> [What you should do]: Reproduce word for word everything below from the line containing "Each instance of the galloping" down to the line containing "300], [53, 283]]", including both of those lines.

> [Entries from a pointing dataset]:
◇ ◇ ◇

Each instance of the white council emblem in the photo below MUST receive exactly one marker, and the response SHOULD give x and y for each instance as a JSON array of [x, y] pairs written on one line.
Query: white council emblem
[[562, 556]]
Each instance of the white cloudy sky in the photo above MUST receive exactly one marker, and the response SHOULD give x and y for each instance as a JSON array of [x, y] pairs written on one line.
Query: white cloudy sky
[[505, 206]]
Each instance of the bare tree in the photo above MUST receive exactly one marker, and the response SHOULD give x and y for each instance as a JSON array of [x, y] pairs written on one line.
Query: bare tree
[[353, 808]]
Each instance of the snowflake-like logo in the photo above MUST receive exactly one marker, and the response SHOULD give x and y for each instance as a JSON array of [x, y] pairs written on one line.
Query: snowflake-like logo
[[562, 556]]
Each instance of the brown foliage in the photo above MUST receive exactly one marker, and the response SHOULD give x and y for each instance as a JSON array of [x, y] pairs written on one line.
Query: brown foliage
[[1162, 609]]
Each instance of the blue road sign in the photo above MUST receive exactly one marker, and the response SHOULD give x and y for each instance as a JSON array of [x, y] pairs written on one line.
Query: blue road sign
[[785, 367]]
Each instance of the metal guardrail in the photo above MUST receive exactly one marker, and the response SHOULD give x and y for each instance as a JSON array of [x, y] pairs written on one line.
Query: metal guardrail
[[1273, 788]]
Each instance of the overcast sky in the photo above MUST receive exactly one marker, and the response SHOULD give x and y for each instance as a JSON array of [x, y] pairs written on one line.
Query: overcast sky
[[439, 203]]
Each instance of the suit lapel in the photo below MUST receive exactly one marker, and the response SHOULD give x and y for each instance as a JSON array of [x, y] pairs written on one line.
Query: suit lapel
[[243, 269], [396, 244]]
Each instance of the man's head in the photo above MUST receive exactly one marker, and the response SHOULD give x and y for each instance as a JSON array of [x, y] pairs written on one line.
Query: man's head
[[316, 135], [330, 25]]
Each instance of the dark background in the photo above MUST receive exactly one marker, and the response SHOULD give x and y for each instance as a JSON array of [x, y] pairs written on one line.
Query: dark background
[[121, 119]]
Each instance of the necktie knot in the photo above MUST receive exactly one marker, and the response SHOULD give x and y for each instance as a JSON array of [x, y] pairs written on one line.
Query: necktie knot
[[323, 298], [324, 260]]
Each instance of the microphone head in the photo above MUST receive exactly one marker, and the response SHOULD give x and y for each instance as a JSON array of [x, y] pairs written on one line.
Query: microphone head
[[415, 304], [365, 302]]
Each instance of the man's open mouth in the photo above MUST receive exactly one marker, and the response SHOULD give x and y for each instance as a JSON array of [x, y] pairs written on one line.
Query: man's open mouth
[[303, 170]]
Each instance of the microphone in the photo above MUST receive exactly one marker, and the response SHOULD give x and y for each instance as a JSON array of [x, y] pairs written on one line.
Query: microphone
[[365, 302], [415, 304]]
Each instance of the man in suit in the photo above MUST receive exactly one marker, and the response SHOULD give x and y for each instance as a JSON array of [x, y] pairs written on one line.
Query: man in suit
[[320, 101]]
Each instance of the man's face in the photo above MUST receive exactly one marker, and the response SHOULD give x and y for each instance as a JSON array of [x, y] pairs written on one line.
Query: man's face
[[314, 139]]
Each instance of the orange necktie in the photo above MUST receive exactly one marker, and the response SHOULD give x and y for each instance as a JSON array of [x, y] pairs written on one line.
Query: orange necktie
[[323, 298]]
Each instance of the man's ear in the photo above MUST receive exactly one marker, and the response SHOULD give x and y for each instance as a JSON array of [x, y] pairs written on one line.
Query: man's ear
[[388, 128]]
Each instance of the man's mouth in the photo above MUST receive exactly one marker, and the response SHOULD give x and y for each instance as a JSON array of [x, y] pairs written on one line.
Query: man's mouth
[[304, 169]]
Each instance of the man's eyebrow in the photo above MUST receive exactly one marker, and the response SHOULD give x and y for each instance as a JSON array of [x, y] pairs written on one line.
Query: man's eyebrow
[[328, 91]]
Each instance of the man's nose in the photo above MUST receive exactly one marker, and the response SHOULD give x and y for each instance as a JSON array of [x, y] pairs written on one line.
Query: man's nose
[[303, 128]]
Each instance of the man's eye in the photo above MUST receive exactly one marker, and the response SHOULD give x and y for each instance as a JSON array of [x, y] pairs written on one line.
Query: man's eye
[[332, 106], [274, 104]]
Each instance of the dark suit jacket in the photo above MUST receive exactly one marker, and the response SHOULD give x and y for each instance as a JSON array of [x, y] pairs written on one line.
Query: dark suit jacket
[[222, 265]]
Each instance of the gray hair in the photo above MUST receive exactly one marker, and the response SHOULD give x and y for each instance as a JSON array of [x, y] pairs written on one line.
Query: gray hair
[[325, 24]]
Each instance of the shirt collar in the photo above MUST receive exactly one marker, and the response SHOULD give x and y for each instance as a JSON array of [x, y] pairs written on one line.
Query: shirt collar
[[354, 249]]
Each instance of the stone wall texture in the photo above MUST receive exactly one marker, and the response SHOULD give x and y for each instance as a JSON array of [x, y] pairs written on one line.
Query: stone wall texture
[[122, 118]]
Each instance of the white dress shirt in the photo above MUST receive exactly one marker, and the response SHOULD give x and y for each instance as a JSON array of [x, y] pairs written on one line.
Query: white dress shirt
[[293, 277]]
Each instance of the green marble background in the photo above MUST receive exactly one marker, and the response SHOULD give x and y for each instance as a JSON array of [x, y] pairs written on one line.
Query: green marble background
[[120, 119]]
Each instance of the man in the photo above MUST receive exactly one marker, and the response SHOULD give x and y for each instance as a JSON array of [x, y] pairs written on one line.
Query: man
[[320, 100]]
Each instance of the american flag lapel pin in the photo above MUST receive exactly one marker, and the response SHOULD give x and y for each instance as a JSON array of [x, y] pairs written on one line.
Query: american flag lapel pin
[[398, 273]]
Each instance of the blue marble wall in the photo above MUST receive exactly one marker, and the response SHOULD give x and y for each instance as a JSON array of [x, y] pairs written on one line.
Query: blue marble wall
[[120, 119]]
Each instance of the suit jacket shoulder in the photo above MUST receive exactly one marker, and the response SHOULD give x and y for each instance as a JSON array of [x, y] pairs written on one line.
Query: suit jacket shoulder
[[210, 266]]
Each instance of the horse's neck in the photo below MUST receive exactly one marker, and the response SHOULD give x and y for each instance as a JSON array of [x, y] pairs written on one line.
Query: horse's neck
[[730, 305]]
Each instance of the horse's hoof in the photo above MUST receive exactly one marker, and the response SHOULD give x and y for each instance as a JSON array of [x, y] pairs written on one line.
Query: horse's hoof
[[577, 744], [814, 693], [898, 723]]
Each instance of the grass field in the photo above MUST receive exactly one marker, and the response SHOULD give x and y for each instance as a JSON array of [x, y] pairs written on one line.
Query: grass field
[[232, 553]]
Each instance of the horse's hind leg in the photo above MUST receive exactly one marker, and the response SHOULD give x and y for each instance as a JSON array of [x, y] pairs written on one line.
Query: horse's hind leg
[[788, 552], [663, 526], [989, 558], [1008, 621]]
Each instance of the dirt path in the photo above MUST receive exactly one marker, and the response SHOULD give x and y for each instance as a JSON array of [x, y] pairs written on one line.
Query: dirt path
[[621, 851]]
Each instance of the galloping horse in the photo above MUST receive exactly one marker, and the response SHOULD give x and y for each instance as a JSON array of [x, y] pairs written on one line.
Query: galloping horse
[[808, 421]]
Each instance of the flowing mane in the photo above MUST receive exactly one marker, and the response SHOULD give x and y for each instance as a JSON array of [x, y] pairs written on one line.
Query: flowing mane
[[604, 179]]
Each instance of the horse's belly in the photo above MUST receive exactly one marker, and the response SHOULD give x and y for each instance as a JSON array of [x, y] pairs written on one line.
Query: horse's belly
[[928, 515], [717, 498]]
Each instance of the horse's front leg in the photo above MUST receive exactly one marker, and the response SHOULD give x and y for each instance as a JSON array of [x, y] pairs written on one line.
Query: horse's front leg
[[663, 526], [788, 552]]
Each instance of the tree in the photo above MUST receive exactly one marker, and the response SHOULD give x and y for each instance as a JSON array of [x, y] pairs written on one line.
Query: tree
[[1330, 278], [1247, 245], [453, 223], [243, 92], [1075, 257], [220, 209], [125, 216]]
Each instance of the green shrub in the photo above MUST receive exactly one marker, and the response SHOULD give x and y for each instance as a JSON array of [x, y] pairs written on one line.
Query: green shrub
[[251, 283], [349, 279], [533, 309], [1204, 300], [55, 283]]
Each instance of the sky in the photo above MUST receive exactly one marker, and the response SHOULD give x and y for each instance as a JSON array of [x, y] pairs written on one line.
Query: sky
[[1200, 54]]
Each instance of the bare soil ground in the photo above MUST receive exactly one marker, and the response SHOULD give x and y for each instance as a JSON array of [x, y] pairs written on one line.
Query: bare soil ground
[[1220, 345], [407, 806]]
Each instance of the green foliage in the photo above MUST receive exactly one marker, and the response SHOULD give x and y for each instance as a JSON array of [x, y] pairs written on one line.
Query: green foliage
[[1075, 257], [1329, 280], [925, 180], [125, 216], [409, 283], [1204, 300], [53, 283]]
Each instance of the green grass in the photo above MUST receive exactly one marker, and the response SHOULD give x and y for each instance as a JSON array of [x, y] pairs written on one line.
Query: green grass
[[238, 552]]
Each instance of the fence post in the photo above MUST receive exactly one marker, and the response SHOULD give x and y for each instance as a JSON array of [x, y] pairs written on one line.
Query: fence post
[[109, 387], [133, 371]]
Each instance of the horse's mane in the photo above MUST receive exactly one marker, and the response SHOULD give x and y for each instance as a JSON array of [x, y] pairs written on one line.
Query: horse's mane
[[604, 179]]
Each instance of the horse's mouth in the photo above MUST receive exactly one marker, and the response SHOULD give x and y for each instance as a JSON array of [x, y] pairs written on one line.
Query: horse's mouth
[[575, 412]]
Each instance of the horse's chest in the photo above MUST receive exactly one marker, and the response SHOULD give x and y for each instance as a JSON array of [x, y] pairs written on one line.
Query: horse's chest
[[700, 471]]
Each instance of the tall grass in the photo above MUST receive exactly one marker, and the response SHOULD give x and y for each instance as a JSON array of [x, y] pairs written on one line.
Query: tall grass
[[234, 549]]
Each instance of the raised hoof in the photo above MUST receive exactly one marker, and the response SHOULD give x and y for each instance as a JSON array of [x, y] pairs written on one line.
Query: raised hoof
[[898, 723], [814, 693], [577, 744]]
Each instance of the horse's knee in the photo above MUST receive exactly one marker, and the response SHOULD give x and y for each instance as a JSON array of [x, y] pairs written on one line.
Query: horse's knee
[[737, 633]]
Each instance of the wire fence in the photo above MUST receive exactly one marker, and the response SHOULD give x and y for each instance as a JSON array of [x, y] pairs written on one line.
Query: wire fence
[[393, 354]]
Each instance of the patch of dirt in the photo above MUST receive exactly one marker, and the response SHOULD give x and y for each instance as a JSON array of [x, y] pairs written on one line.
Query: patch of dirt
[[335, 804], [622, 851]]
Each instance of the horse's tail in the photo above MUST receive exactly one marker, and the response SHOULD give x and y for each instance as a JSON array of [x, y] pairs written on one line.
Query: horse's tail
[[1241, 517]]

◇ ◇ ◇

> [The result]:
Each instance of the galloping horse in the photo above MUST receive exactly one marker, and the response SHOULD give x and y for each instance as a JSON array of [x, y] pairs written on one line.
Query: galloping horse
[[808, 421]]
Each instance of the flowing mane in the photo above MUST receive exactly one marker, and the response SHOULD give x and y for each instance as a JSON array of [x, y] pairs written on one line.
Query: flowing mane
[[604, 179]]
Each instance of the horse's belly in the photo above MUST receive exactly one marker, and the response SHOULD give x and y for each instance as a JSON array of [x, y] pairs written on one line.
Query: horse's belly
[[928, 515], [717, 498]]
Each instance of the horse's front leg in the photo above MUST receive exactly one marker, and the response SHOULD give x and y for each instance as a JSON array of [x, y] pairs written on one line.
Query: horse's front leg
[[663, 526], [788, 552]]
Each instance of the tree in the photo above MUST receive exactly one marker, and the response SHOULD give x and y for each instance as a JSON array of [x, y] pairs written on one line.
Query: tree
[[1330, 278], [1247, 245], [453, 223], [243, 92], [1075, 257], [220, 209], [125, 216]]
Each instance of the green shrub in the photo above MUST receive exactly one marker, and the response SHOULD give x and y for each instance as a JSON array of [x, y] pairs written on one line.
Query: green shrub
[[251, 283], [349, 279], [533, 309], [1204, 300], [55, 283]]
Each instance of the sky in the photo above MUST receive exactly one marker, and the response SHOULD give x and y for each instance as a JSON array of [x, y] pairs written on one line.
Query: sky
[[1200, 54]]
Each instance of the bare soil ground in the photo above MUST receive exactly one marker, and the response SHOULD give x and y for each instance as a JSON array of [x, y] pairs written on one line.
Query: bare soil ground
[[1220, 345], [407, 806]]
Each instance of the green foliage in the photo above MUST receive exactly one marker, and the response SHOULD give x and y for each instance as a JSON array of [x, y] pairs written on one line.
Query: green foliage
[[1075, 257], [1329, 280], [925, 180], [125, 216], [409, 283], [1204, 300], [53, 283]]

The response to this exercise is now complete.